**RECORDS PROVIDED**:
□ □ □ □

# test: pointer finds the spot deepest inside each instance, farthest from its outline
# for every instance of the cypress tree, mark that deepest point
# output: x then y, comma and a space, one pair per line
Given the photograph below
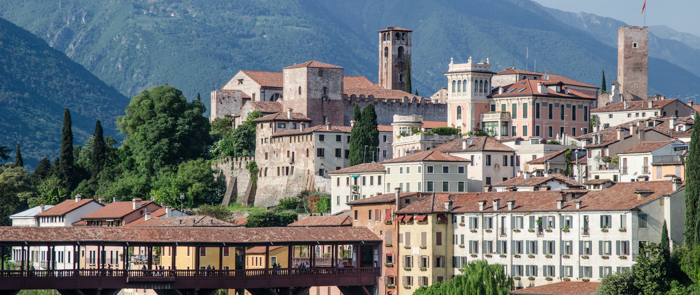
356, 141
692, 187
98, 151
408, 78
18, 158
65, 167
603, 85
369, 132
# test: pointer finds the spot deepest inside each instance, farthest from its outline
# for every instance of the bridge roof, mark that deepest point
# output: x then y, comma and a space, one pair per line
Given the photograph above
186, 235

□ □ □ □

**EXERCISE GOAL**: Report how many lines in these entries contain "instance". Answer with the number only.

**ANSWER**: 4